人間ってそういう、裏表みたいなものが誰にでもあるのに、
ないと思ってる人がいるんです。
それが不思議なんですよね。
- 糸井
- そう。
「私はそっちに行かない」とかね。
- 浅生
- そんなこと、わからないですよね。

- 糸井
- 縁があればするし、縁がなければしないというのは、
浄土真宗の考え方に似ていますよね。
東洋にそういう考え方の人がいて、よかったよ。
- 浅生
- 仏教には「何かしたい」とか「何かになりたい」
「何かが欲しい」と思うそれらすべてを苦行と見なして
全てを捨てれば悟ることができます、
という考え方がありますよね。
それと同じで、他人にそこまで興味がないんです。
- 糸井
- 人の役に立ちたいとか、助けたいとか
他人のことを考えたりはしない?
- 浅生
- 人の気持ちに比較的敏感なので
「この人はこう感じているんだろうな」
ということはわかるのですが、
頑張ってなんとかしてあげたい、とまでは思いません。
自分がどう思うかというだけで、いっぱいいっぱい。
- 糸井
- でも、女川の手伝いなんかはずっとしているじゃない?
- 浅生
- それは、ぼくが楽しいからやってるんであって、
嫌なら行かないです。
- 糸井
- 要するに、なんとなく嫌なものがたくさんあるんだろうね。
「何で嫌なんだろう」と考えていくと、
「自分はそういう嫌なことしたくないな」
というところに行き着く。
- 浅生
- 女川に通ってFM局の立ち上げを手伝っていたのも、
実感がない状態で何かを言うのは
嫌だったという部分もあります。
行ったからといって全てを見ているわけでもないけれど、
少なくとも自分で感じたことを基に発言できる。
- 糸井
- 早野龍五さんが、
震災直後から何度も現地に行っていたでしょ。
あの回数が、本当なんだよね。
呼ばれるだけの頼られ方をしているということだから。
早野さんのように頭が良かったり
手に職があればいいんだけど、
ぼくたちが「しょちゅう行っているんですよ」と言っても…
- 浅生
- 「そうですか」
- 糸井
- そうそう。だから、誰でもできることをやる。
「もう来なくなっちゃうんだろうね」という心配に対して、
「不動産屋と契約したから2年はいます」と言うとか。
浅生さんとは「ああいうのが嫌だな」っていう
感覚が似てるんじゃないかな。
「人は嫌なことをするものだ」とか
「いいことって言いながら嫌なことをするもんだ」
っていう意地悪な視線は、
浅生さんのエッセイや小説を読んでいても
たくさん登場しますよね。

与えられた記録:
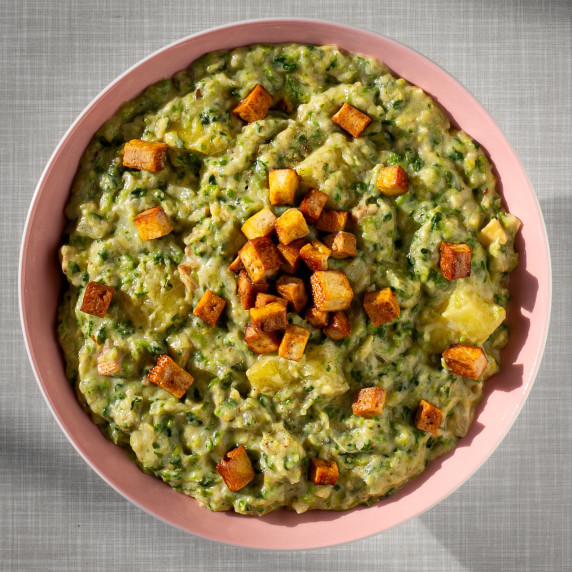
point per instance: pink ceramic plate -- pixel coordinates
(504, 394)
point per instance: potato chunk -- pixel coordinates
(428, 417)
(255, 105)
(351, 120)
(464, 360)
(153, 223)
(96, 299)
(170, 376)
(381, 306)
(455, 260)
(236, 469)
(369, 402)
(144, 155)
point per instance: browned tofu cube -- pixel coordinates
(342, 244)
(392, 181)
(144, 155)
(338, 327)
(283, 184)
(294, 343)
(290, 226)
(261, 342)
(323, 472)
(170, 376)
(312, 205)
(369, 402)
(153, 223)
(467, 361)
(236, 469)
(247, 290)
(269, 318)
(351, 120)
(381, 306)
(293, 290)
(254, 106)
(96, 299)
(259, 224)
(331, 290)
(428, 417)
(260, 258)
(455, 260)
(332, 221)
(210, 307)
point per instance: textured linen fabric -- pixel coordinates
(513, 514)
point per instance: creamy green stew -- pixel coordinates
(284, 412)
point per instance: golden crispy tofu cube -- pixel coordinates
(153, 223)
(428, 417)
(260, 224)
(293, 290)
(369, 402)
(144, 155)
(269, 318)
(331, 290)
(236, 469)
(332, 221)
(294, 343)
(254, 106)
(455, 260)
(170, 376)
(464, 360)
(351, 120)
(210, 307)
(283, 184)
(261, 342)
(381, 306)
(290, 226)
(260, 258)
(323, 472)
(96, 299)
(312, 205)
(392, 181)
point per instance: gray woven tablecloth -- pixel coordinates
(514, 513)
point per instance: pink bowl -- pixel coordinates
(40, 281)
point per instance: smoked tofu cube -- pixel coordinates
(342, 244)
(338, 327)
(291, 226)
(283, 184)
(96, 299)
(369, 402)
(210, 307)
(464, 360)
(315, 255)
(260, 224)
(170, 376)
(381, 306)
(351, 120)
(153, 223)
(144, 155)
(236, 469)
(332, 221)
(254, 106)
(323, 472)
(312, 205)
(294, 343)
(428, 417)
(455, 260)
(293, 290)
(392, 181)
(269, 318)
(260, 258)
(261, 342)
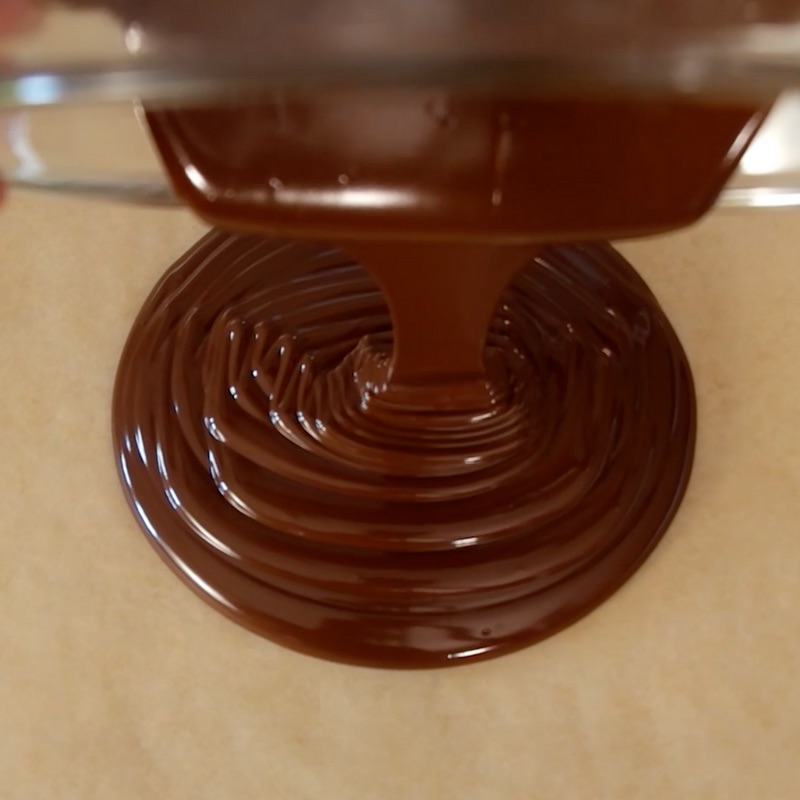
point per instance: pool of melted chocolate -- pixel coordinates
(445, 437)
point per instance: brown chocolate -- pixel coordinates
(446, 439)
(401, 163)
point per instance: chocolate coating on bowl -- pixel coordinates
(445, 437)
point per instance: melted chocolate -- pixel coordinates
(445, 440)
(402, 163)
(269, 469)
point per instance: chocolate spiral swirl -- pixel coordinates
(267, 462)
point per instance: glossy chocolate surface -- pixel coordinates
(443, 438)
(268, 467)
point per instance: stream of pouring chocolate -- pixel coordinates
(443, 439)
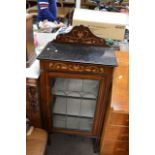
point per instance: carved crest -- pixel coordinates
(80, 35)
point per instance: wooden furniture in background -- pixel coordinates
(115, 136)
(36, 142)
(33, 102)
(84, 60)
(30, 49)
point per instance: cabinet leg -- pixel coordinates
(49, 140)
(96, 145)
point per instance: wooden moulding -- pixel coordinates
(30, 49)
(80, 35)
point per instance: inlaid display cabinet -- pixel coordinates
(76, 74)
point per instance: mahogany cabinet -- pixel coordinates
(30, 48)
(33, 101)
(76, 75)
(115, 136)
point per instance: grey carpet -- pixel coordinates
(70, 145)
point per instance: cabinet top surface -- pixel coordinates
(78, 53)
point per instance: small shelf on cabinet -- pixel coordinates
(74, 106)
(76, 88)
(72, 123)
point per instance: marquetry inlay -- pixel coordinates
(76, 67)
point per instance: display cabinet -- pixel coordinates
(76, 74)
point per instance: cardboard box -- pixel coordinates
(103, 24)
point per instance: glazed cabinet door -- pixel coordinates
(75, 103)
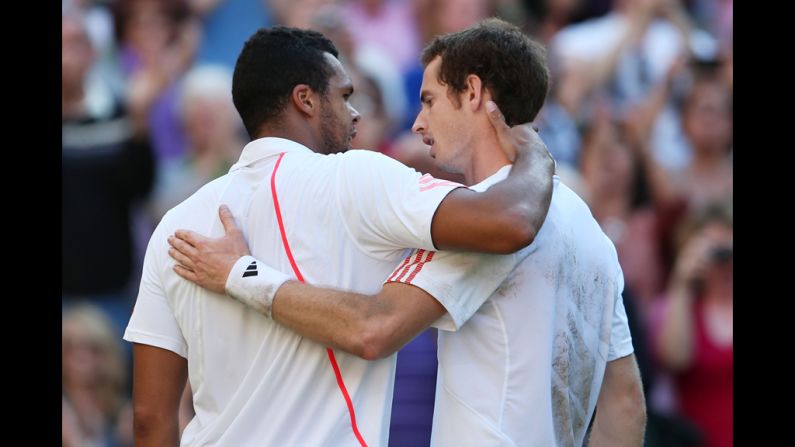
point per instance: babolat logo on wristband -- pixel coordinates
(251, 270)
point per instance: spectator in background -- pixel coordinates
(106, 166)
(707, 121)
(226, 24)
(94, 378)
(693, 324)
(376, 79)
(215, 136)
(630, 50)
(157, 41)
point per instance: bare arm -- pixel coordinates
(506, 217)
(159, 377)
(675, 340)
(370, 327)
(621, 408)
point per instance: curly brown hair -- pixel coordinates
(510, 64)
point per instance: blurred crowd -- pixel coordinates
(638, 119)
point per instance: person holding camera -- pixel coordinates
(694, 336)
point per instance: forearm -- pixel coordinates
(156, 431)
(527, 191)
(335, 318)
(503, 219)
(621, 407)
(617, 428)
(158, 381)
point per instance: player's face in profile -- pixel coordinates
(441, 122)
(338, 118)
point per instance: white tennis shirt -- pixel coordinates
(348, 218)
(527, 367)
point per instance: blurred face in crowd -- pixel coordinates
(338, 118)
(209, 119)
(455, 15)
(707, 117)
(607, 162)
(82, 354)
(77, 54)
(442, 122)
(148, 28)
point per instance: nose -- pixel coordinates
(419, 125)
(354, 114)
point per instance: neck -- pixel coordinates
(298, 130)
(486, 157)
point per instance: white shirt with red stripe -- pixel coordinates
(348, 219)
(524, 345)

やること: 上の抜粋のうち、「人間ってそういう、裏表みたいなものが誰にでもあるのに、」で始まり「東洋にそういう考え方の人がいて、よかったよ。」まで続く部分を、一字一句違えずに書き写してもらえますか？

出力:
人間ってそういう、裏表みたいなものが誰にでもあるのに、
ないと思ってる人がいるんです。
それが不思議なんですよね。
- 糸井
- そう。
「私はそっちに行かない」とかね。
- 浅生
- そんなこと、わからないですよね。

- 糸井
- 縁があればするし、縁がなければしないというのは、
浄土真宗の考え方に似ていますよね。
東洋にそういう考え方の人がいて、よかったよ。